- It’s inequality that dragged interest rates lower, not the other way around, NBER researchers said Friday.
- Wealthy Americans’ ballooning savings over the last two decades fueled interest rates’ decline, they find.
- Lower rates lift asset values and help the rich get richer, an expert says. Or in other words, “inequality begets inequality!”
Rock-bottom interest rates. They make it cheaper to borrow, less lucrative to save, and are meant to boost economic activity.
The Federal Reserve‘s benchmark interest rate has become its go-to tool for turning the dial up or down on spending as necessary. But the rate has been on a decades-long decline and currently sits near zero as the US emerges from
. That long slide to record lows risks new headaches for the economy.
The problem, as Insider has previously reported, is that low interest rates not only support the economy, they help the wealthy enjoy significant appreciation of their investments. As the Fed padded against the pandemic’s fallout, the country’s top earners padded their wallets.

__Data provided__.

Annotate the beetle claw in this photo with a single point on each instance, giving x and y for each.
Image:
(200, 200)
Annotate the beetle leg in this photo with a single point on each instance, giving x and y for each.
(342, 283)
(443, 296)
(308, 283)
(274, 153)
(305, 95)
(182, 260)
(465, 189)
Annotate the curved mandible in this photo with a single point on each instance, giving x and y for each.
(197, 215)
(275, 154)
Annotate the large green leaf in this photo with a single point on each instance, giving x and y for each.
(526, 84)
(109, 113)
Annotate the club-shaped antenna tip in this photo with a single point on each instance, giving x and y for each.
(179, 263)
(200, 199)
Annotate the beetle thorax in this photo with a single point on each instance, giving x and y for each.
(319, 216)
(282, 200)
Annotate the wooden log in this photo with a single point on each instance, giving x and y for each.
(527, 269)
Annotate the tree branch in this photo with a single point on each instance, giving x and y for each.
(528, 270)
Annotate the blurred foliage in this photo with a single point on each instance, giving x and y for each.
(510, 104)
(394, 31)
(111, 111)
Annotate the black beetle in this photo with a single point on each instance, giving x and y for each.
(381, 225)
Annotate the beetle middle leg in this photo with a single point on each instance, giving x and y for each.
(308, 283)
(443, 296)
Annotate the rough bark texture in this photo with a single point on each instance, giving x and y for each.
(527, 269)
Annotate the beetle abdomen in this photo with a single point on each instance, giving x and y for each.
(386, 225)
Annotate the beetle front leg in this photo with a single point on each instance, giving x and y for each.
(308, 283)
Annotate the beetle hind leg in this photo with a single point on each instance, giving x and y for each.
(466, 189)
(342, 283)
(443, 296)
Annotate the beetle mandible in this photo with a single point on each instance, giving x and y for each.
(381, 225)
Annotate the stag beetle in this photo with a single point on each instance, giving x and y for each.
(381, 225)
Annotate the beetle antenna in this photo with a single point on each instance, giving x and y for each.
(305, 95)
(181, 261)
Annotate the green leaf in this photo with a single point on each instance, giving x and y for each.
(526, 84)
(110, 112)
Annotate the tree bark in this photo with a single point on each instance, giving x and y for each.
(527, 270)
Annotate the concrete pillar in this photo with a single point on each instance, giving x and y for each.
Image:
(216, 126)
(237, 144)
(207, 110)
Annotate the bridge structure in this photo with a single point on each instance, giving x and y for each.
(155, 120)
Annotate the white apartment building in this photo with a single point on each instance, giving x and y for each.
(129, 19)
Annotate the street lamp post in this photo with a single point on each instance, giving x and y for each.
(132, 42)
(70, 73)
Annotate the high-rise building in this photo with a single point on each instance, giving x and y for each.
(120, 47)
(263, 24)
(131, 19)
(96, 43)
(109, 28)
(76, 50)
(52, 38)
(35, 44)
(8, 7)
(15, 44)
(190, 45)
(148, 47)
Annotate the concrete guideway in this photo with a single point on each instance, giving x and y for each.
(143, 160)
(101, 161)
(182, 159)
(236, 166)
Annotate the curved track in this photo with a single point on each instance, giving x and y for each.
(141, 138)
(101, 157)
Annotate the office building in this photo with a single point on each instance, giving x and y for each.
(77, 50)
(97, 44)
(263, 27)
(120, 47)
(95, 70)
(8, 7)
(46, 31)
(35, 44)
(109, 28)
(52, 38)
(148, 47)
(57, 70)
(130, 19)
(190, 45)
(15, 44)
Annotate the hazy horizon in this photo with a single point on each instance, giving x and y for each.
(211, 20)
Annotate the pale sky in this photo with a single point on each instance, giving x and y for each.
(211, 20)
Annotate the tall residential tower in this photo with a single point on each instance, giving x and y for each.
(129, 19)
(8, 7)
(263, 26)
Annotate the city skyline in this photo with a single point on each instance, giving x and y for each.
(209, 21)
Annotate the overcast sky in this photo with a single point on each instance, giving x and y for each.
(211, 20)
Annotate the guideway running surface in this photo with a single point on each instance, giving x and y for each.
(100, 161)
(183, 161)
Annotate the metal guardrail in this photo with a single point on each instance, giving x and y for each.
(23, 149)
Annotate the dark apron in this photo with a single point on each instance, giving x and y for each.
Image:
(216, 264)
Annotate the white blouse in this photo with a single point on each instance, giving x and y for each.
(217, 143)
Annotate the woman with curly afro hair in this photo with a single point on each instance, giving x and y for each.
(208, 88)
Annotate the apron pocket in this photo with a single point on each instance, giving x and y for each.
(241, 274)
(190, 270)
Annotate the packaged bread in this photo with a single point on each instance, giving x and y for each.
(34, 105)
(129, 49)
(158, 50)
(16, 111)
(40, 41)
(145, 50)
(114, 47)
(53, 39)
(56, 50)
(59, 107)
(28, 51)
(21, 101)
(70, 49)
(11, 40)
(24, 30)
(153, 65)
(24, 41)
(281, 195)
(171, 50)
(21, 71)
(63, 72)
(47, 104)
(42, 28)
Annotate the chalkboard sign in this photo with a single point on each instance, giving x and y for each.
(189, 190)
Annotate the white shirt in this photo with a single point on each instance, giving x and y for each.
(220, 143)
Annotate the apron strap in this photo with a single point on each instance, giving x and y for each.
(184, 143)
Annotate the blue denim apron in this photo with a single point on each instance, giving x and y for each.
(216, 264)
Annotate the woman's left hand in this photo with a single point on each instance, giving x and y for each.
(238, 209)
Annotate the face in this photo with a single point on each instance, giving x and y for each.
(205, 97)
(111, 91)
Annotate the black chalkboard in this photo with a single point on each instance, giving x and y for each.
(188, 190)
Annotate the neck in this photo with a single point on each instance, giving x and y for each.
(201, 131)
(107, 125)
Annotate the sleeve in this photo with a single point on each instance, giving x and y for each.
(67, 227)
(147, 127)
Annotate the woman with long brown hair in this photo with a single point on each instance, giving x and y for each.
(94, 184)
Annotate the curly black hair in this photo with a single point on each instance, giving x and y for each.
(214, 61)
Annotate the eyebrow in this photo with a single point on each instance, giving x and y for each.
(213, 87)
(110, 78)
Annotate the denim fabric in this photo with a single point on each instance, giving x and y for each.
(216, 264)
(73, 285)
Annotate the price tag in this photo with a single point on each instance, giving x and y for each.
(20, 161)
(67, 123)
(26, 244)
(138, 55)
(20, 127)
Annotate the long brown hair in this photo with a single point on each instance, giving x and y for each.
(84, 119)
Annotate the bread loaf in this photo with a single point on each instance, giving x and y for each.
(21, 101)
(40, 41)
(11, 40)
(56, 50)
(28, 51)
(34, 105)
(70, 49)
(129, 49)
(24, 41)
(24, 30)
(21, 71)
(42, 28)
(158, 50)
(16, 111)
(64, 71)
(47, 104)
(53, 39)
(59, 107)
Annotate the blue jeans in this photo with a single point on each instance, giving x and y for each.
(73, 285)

__Exercise instructions__.
a) Do these statements agree with the article on inequality and interest rates? For each one, answer yes or no and quote the words from the article that decide it.
(i) The NBER researchers found that low interest rates caused inequality.
(ii) The Fed's benchmark rate currently sits near zero.
(iii) Low interest rates make saving more rewarding.
b) Write the next part of the article on inequality and interest rates, going on from its final sentence.

__Answers to this exercise__.
a)
(i) No: "It’s inequality that dragged interest rates lower, not the other way around"
(ii) Yes: "currently sits near zero"
(iii) No: "less lucrative to save"

b)
The Fed has taken flak for the trend, with economists warning that near-zero rates worsen inequality. But what if that narrative is wrong, and the wealthy are behind rates’ steady decline instead of the Fed?
The conventional argument should be flipped on its head, according to a study published Friday by the National Bureau for Economic Research. Wealthy Americans’ booming income powered the decades-long decline in interest rates, economists Atif Mian, Ludwig Straub, and Amir Sufi wrote. That downtrend then lifted stocks and most recently powered the market’s rebound from 2020 lows.
“It is a vicious cycle, and we are stuck in it,” Mian wrote in a Tuesday tweet. In other words, it may not be the Fed’s fault, which means it will be much harder to solve.
The rich get richer because the rich save the most. The Fed can only watch.
The team of researchers focused on the natural rate of interest, or r* (r-star), which is meant to foster ideal hiring conditions while also keeping price growth under control.
The novel aspect of the research is the argument that this natural rate has steadily declined for nearly five decades due to ballooning savings piles around the world — after all, to keep massive savings from overstimulating the economy, the Fed had to keep rates at extraordinary lows.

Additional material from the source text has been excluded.